→ Entries supplied
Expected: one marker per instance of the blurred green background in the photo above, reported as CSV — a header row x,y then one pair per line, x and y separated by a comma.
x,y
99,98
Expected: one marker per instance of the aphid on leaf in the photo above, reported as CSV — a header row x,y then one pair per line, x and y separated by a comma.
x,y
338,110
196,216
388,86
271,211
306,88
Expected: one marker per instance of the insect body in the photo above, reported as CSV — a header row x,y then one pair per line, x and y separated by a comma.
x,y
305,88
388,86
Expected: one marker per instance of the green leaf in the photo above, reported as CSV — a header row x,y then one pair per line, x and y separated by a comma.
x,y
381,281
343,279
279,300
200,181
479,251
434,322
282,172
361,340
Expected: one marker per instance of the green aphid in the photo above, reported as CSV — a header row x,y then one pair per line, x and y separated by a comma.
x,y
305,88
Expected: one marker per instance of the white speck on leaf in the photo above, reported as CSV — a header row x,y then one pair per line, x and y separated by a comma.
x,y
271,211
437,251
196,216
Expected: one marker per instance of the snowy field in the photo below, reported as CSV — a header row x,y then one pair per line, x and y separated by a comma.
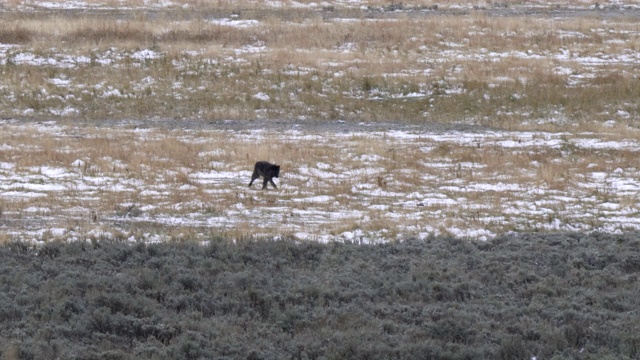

→ Short task
Display each line of the items above that contains the word "aphid".

→ The reply
Expected: one marker per instance of the aphid on leaf in the photo above, reported as CSV — a header row x,y then one pair per line, x and y separated by a comma.
Expected: one marker per instance of the green aphid in the photo above, reported as CSV — a header row x,y then one pair per line, x and y separated by a comma.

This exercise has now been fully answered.